Work to do =>
Which lines in the rows below contain the string "item"? Copy each of those lines in full.

************

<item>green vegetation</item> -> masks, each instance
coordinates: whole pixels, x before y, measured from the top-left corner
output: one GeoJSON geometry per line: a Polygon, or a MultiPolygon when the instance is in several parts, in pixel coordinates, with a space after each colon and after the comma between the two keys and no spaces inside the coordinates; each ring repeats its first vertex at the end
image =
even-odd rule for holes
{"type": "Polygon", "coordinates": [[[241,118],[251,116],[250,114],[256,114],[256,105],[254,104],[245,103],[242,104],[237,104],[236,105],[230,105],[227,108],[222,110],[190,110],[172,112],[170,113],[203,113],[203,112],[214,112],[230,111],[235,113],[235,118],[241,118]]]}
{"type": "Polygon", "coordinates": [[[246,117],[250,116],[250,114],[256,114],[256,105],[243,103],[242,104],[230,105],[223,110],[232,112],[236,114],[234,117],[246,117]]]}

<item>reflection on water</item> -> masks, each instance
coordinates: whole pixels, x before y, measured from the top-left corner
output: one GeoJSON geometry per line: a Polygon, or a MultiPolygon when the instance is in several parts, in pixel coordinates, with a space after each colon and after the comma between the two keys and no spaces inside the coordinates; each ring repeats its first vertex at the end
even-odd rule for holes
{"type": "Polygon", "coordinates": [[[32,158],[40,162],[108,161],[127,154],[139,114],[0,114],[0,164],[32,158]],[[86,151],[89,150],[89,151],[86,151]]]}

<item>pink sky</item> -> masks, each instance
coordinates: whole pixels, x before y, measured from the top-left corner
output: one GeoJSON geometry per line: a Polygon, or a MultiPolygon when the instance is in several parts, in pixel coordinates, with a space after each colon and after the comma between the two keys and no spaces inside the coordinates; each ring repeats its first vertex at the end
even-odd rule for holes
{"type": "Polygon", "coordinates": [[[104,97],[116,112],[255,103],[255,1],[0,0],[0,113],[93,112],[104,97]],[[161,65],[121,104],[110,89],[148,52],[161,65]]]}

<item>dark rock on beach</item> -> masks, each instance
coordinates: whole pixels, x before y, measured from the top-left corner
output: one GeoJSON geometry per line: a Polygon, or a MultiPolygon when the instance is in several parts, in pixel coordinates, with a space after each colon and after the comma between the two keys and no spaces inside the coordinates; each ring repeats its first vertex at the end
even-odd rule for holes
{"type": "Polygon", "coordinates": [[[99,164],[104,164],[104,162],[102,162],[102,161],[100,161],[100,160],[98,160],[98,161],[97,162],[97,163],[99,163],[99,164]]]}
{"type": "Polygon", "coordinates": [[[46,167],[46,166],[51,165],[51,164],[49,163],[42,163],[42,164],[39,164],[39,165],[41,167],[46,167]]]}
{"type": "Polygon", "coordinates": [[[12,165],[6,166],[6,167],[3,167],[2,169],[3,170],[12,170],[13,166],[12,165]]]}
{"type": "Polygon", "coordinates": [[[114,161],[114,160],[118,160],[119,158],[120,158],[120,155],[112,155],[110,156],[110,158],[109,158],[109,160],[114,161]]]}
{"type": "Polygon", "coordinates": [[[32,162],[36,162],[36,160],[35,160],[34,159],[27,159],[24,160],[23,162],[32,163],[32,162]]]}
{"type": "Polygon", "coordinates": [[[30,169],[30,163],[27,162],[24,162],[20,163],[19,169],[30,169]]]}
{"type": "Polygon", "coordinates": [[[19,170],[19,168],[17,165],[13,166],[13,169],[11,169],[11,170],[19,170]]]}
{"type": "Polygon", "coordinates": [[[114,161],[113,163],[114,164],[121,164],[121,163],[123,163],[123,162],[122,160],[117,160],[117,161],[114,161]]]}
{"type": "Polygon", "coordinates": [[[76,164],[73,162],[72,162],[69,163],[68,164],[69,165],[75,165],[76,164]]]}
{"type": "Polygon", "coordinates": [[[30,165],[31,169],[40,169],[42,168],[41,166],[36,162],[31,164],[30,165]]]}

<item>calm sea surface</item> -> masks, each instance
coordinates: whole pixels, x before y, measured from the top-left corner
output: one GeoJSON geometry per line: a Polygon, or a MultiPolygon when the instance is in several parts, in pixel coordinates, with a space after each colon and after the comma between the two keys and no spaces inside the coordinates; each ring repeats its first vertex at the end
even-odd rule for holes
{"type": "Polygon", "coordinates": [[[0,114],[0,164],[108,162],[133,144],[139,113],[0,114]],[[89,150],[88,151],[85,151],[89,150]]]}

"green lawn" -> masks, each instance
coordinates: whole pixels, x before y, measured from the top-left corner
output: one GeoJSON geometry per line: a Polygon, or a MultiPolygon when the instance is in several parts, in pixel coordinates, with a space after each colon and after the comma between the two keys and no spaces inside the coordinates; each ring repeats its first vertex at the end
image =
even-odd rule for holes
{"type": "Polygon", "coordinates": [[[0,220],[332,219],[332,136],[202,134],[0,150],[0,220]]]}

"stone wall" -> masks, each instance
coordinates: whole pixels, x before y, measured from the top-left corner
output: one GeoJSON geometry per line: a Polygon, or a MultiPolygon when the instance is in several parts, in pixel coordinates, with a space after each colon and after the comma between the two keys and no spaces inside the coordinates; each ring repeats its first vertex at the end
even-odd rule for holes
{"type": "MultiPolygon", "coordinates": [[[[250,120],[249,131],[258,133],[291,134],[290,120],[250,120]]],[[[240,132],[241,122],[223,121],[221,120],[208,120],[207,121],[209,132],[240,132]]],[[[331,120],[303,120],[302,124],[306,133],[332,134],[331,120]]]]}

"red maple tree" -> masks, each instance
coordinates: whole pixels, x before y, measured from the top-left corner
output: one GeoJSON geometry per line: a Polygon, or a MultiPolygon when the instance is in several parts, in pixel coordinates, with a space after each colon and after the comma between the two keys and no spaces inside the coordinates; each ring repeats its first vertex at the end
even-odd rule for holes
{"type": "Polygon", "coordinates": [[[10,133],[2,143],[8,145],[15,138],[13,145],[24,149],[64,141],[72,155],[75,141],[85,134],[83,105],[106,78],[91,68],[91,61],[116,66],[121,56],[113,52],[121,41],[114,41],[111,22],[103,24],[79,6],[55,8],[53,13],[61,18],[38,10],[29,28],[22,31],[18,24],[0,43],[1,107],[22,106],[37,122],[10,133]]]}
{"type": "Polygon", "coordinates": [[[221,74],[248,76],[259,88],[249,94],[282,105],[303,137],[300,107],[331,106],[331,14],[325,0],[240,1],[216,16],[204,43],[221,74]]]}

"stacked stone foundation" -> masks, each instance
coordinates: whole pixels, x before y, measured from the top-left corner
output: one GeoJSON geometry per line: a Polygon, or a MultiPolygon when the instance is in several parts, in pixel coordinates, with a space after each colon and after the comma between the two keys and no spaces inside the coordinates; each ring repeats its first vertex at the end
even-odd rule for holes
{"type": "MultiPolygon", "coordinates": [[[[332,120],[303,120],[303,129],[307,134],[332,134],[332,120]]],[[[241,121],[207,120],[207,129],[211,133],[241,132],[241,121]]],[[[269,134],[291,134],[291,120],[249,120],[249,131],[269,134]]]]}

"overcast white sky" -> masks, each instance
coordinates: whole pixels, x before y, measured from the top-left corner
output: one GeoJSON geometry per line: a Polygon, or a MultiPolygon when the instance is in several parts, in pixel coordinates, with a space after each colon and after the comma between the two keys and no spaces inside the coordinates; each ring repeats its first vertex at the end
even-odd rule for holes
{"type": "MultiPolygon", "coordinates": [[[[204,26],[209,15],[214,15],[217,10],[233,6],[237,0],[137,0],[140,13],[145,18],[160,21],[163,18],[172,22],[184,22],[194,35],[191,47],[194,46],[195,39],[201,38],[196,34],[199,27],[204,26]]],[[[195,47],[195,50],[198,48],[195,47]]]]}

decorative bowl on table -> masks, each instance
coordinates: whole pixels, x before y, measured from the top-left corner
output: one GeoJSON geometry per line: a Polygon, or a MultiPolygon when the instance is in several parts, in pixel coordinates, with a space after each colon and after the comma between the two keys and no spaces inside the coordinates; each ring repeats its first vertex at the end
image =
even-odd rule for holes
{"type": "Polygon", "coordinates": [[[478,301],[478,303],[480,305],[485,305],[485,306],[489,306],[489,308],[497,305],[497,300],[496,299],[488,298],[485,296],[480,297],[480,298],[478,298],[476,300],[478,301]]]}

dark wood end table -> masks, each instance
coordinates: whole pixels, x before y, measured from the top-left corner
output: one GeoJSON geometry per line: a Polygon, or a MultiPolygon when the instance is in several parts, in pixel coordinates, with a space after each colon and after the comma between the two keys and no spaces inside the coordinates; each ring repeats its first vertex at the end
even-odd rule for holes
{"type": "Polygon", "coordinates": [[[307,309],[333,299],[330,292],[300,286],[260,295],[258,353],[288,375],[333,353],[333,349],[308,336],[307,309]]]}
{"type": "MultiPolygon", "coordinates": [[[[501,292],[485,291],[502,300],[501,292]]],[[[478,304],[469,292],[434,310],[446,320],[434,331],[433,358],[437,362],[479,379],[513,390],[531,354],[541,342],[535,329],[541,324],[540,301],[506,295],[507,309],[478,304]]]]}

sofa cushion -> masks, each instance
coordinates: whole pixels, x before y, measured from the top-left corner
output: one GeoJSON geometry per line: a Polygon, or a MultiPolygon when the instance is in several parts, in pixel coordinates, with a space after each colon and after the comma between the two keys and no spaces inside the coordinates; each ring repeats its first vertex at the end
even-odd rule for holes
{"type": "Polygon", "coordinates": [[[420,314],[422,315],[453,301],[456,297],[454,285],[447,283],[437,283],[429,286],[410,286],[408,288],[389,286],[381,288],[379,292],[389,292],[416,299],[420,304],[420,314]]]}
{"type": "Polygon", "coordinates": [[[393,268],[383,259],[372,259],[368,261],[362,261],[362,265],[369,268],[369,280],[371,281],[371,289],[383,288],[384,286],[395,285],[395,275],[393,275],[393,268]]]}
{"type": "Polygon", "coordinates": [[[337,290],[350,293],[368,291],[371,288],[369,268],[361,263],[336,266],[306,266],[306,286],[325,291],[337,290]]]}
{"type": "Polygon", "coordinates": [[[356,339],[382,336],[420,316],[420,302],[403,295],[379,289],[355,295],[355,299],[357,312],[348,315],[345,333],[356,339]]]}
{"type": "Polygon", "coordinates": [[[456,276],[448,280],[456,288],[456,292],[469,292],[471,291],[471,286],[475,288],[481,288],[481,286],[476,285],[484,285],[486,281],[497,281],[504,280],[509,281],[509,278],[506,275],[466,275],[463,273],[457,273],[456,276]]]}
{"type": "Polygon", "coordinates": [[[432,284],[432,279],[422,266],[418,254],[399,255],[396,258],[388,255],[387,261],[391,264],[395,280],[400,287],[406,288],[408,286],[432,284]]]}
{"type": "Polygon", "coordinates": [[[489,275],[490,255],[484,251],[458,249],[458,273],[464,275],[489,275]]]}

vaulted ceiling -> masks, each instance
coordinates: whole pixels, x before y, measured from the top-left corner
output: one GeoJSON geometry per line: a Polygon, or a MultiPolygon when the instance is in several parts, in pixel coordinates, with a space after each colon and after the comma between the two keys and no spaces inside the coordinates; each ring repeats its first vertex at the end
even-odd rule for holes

************

Exercise result =>
<item>green vegetation</item> -> masks, each instance
<item>reflection on water</item> -> masks, each instance
<item>pink sky</item> -> masks, each instance
<item>dark rock on beach</item> -> masks, each instance
<item>calm sea surface</item> -> masks, each instance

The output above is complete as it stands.